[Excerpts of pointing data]
---
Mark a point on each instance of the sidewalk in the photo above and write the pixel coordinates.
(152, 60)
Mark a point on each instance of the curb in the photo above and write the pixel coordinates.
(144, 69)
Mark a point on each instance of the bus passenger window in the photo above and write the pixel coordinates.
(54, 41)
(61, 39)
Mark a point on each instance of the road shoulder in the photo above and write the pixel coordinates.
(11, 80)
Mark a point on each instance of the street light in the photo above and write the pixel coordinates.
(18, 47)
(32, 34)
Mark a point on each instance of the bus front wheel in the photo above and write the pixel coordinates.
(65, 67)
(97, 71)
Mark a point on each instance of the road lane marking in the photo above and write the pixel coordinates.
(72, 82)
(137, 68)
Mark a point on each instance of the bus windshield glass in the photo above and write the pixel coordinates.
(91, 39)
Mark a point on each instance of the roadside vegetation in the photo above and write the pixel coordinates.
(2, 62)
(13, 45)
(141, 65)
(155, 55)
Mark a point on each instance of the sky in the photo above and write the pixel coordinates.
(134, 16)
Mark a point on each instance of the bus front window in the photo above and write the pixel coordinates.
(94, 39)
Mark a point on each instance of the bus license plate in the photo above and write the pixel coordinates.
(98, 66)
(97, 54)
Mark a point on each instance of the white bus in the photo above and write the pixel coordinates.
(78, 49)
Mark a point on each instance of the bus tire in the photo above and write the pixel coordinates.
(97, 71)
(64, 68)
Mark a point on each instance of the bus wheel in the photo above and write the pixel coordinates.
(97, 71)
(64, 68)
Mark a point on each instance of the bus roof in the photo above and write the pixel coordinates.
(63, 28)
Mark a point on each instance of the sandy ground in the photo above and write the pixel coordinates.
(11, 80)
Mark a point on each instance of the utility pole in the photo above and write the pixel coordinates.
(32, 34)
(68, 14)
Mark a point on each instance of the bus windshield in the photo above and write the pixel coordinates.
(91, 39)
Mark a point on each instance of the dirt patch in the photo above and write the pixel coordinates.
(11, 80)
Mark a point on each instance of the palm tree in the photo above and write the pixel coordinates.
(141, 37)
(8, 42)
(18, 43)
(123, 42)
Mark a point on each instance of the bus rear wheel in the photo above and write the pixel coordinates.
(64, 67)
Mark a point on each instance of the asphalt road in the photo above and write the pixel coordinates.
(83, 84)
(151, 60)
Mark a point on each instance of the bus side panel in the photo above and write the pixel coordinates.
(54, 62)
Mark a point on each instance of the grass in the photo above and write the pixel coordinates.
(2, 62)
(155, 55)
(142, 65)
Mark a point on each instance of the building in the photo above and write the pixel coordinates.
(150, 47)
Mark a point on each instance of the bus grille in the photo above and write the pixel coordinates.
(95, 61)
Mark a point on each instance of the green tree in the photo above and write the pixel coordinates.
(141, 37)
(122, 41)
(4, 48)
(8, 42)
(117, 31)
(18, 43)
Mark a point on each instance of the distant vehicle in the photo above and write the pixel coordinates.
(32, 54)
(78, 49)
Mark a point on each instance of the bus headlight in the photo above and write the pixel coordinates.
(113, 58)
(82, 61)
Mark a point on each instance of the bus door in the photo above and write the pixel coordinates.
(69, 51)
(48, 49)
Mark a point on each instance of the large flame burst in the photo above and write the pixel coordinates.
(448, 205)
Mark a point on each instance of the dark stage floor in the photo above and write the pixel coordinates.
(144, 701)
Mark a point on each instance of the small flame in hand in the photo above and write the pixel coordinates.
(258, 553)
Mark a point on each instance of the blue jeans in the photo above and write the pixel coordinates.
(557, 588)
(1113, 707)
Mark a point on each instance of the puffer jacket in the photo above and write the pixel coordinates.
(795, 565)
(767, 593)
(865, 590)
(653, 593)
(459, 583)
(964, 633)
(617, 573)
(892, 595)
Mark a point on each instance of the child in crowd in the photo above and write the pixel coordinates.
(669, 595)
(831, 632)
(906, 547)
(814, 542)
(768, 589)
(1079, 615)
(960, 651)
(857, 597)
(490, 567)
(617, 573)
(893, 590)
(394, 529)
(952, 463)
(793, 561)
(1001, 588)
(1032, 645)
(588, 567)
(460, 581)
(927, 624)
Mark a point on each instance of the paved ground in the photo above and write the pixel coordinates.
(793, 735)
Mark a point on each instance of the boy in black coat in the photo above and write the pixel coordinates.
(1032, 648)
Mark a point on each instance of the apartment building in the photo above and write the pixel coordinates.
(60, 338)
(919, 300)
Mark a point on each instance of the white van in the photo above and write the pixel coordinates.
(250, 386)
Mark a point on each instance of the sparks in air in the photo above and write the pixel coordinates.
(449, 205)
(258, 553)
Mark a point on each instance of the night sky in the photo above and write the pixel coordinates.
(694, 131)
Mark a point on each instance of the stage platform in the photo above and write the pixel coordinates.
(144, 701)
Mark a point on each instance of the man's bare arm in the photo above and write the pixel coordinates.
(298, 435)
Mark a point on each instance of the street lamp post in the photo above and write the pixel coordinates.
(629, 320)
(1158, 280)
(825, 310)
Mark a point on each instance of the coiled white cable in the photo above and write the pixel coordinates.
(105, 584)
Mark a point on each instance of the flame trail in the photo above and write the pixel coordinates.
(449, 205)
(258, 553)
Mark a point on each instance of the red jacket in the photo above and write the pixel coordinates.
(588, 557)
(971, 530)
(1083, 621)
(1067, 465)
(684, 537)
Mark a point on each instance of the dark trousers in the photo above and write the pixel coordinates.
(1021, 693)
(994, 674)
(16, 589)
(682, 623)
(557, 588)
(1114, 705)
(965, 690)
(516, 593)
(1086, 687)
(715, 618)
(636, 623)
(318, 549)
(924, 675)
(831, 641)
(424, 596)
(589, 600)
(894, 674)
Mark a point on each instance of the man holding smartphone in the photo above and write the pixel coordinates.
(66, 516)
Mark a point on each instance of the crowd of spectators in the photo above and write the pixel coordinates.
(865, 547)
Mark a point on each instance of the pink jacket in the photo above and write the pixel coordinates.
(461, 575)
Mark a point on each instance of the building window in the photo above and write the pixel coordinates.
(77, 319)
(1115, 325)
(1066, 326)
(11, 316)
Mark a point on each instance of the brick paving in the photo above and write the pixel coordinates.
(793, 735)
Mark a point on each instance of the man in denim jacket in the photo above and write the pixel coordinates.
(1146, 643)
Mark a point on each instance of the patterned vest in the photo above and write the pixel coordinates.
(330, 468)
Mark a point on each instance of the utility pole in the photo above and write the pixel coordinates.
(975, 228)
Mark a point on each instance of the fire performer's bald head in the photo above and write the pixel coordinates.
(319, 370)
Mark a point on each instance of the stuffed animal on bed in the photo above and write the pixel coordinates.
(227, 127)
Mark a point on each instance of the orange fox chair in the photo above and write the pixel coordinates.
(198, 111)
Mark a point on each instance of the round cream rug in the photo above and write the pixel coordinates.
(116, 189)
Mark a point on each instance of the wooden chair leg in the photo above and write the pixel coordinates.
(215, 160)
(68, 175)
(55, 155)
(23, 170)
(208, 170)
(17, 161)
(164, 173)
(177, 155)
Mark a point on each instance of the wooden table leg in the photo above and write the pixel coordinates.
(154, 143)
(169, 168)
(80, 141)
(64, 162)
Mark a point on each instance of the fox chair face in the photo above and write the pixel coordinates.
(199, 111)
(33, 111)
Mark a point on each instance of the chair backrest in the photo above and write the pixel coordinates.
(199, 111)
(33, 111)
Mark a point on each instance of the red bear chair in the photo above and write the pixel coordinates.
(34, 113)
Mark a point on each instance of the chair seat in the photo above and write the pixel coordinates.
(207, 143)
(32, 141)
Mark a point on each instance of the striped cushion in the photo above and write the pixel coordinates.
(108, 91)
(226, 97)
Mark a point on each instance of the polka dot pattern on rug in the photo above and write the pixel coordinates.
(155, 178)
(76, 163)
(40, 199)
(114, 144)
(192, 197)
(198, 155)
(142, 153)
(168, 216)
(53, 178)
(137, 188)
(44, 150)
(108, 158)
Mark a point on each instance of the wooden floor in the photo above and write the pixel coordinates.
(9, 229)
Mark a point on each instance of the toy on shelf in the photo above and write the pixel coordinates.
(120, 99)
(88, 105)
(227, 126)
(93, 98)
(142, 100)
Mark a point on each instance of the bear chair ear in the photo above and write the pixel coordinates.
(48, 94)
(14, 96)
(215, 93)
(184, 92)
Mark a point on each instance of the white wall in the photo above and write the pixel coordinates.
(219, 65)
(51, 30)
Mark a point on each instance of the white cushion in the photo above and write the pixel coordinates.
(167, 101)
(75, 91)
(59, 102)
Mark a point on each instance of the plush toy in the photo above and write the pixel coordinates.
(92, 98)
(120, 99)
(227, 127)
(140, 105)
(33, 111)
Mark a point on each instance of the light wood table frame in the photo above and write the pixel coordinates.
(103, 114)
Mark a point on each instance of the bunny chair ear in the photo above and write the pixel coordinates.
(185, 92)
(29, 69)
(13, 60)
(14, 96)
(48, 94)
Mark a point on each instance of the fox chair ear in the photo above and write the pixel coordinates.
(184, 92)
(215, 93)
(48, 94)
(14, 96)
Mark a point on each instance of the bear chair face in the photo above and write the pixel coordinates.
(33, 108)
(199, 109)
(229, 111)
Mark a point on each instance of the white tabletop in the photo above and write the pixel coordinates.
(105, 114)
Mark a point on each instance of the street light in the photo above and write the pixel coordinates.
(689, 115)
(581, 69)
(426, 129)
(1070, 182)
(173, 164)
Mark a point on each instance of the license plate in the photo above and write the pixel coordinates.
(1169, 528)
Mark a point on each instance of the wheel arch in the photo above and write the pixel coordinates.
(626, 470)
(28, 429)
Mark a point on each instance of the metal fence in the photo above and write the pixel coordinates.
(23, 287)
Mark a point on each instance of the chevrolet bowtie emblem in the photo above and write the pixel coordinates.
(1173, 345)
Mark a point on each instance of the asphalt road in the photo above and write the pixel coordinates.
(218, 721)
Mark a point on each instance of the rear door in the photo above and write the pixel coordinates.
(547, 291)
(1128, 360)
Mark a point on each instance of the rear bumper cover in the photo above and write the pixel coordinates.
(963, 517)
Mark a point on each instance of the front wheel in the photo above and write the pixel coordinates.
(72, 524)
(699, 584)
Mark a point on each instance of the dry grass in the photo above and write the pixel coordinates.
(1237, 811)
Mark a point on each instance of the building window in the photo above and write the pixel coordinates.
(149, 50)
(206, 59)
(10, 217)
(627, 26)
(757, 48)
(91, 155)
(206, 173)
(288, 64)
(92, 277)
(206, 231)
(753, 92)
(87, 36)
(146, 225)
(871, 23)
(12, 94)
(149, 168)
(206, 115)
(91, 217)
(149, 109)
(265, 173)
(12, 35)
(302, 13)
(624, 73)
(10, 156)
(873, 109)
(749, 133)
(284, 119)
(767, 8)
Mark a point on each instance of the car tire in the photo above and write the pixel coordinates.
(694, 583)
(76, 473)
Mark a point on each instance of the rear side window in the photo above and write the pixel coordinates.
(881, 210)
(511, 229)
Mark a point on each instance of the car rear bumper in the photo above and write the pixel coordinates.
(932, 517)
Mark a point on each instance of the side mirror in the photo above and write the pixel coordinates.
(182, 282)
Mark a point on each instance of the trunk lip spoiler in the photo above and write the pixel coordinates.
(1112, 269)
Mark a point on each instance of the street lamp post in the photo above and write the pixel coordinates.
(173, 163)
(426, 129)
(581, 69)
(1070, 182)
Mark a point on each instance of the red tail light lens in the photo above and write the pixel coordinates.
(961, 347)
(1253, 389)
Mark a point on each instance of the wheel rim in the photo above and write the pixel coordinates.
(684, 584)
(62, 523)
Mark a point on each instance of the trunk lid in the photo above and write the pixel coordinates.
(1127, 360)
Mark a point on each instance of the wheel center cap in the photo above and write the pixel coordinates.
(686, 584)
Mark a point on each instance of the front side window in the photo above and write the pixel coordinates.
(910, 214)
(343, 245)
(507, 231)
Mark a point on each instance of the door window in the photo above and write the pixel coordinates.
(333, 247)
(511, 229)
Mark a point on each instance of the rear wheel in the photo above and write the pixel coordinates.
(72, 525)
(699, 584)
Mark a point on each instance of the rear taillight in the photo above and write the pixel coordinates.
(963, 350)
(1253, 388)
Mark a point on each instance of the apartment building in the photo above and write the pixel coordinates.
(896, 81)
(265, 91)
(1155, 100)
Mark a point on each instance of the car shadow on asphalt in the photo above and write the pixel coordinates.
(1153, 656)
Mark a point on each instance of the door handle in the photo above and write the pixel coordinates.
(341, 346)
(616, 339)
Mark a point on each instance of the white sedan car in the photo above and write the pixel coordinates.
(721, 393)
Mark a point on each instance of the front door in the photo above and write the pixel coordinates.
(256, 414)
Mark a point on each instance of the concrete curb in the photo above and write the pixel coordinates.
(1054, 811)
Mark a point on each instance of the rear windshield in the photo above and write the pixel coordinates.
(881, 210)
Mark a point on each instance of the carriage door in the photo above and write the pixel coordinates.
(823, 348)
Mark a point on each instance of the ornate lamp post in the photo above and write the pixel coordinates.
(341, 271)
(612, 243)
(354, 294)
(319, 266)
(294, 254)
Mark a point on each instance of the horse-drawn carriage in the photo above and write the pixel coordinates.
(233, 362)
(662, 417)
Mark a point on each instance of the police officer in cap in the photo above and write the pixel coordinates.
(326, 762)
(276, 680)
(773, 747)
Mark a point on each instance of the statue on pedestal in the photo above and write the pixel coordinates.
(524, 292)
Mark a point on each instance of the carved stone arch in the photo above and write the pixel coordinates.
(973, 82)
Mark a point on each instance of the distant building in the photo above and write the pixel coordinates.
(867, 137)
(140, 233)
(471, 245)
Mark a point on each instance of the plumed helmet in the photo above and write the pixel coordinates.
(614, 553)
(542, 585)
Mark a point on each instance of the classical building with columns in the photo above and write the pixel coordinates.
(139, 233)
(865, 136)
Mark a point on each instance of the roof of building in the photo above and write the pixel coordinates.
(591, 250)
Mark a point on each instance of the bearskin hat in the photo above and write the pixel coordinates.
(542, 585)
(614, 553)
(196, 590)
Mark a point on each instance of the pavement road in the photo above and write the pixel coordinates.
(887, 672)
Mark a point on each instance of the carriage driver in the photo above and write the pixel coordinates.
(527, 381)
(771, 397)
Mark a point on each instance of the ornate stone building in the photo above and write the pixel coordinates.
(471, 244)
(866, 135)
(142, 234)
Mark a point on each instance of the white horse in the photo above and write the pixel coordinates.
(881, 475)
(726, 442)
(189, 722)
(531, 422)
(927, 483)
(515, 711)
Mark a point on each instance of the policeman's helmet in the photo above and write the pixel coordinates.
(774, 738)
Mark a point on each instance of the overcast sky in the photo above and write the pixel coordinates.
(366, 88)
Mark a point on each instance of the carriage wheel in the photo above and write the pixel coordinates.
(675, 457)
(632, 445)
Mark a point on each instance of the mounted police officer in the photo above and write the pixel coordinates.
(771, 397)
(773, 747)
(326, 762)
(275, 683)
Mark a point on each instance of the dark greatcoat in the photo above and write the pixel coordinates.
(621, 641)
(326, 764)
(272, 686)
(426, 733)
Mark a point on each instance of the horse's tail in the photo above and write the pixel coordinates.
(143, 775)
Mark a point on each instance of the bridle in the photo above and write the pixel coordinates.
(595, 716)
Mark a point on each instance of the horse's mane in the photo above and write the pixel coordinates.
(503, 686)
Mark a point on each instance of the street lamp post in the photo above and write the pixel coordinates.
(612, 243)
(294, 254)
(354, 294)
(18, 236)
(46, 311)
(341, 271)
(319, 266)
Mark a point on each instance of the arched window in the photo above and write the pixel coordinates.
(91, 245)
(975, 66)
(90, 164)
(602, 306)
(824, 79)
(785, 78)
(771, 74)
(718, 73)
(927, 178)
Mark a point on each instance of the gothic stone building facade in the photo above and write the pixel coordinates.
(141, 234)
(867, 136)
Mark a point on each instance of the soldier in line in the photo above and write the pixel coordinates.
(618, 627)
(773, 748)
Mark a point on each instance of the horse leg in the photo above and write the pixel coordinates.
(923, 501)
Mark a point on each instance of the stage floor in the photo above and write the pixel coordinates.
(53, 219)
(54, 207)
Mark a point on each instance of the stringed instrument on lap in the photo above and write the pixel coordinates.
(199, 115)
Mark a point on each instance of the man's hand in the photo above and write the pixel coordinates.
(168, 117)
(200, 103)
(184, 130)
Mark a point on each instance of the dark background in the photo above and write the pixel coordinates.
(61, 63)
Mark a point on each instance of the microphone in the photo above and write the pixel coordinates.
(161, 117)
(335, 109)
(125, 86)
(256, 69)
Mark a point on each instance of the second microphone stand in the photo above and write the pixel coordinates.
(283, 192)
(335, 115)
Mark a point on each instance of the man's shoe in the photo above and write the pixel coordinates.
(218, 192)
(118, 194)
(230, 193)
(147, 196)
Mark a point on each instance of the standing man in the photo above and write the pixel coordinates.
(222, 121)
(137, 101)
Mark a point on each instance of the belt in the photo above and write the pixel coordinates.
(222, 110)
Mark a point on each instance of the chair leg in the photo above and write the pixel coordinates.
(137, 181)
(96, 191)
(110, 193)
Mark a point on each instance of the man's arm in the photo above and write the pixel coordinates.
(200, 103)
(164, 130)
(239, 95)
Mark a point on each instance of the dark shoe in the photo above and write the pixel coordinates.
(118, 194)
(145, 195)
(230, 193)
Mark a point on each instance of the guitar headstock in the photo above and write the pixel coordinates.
---
▶ _To be done_: Exactly reproduce the lines beginning with the one that contains "Mark a point on each instance of the standing" and ending with the last line of the material, both included. Leave out everything else.

▶ _Result below_:
Mark a point on each instance of the standing man in the photo above and write the pixel coordinates.
(222, 121)
(137, 101)
Mark a point on each instance of the belt in the photo above and write the pixel coordinates.
(222, 110)
Mark a point on each instance of the chair leg in the photo above and write the pixel coordinates.
(137, 181)
(96, 191)
(110, 193)
Mark a point on each instance of the man's arm in the photo above and write the pixel coordinates.
(200, 103)
(164, 130)
(239, 95)
Mark a point on each instance of the dark shoe in the photo above and write the pixel coordinates.
(118, 194)
(145, 195)
(230, 193)
Mark a point on each instance of the guitar headstock in the photo above and write the pixel coordinates.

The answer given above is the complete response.